_Text provided_:
## Begin

ViewModel Scope (updated in 4.2.0)

ViewModel is only created against the root scope to avoid any leaking (leaking Activity or Fragment ...). This guards for the visibility problem, where the ViewModel could have access to incompatible scopes.

warning

ViewModel can't access Activity or Fragment scope. Why? Because ViewModel outlives Activity and Fragment, and would leak dependencies outside of proper scopes. If you need to pass data from Activity/Fragment to ViewModel, use "injected parameters": viewModel { params -> }

When to Use ViewModel Scope

Use ViewModel Scope when your ViewModel needs scoped dependencies that are tied to its lifecycle. Common use cases:

• Session data specific to a ViewModel
• Caches that should be cleared when ViewModel is destroyed
• Coordinators or use cases that should live as long as the ViewModel

Declaring ViewModel Scope

You can declare a ViewModel scope tied to a specific ViewModel class or using the viewModelScope archetype:

module {
    // Option 1: Scope for a specific ViewModel class
    scope<MyScopeViewModel> {
        scopedOf(::Session)

## End

_Exercise requirements_:
1. In the text on ViewModel scope, what reason is given for a ViewModel being unable to access Activity or Fragment scope?
2. Put this sentence from the ViewModel scope text into Spanish: "Use ViewModel Scope when your ViewModel needs scoped dependencies that are tied to its lifecycle."

_Supplied data_:
## Begin

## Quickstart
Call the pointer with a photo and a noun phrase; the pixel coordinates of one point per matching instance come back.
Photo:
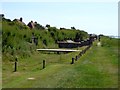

## End

_Correct answers_:
1. A ViewModel outlives Activity and Fragment, and would leak dependencies outside of proper scopes.

2. Usa ViewModel Scope cuando tu ViewModel necesite dependencias con ámbito que estén ligadas a su ciclo de vida.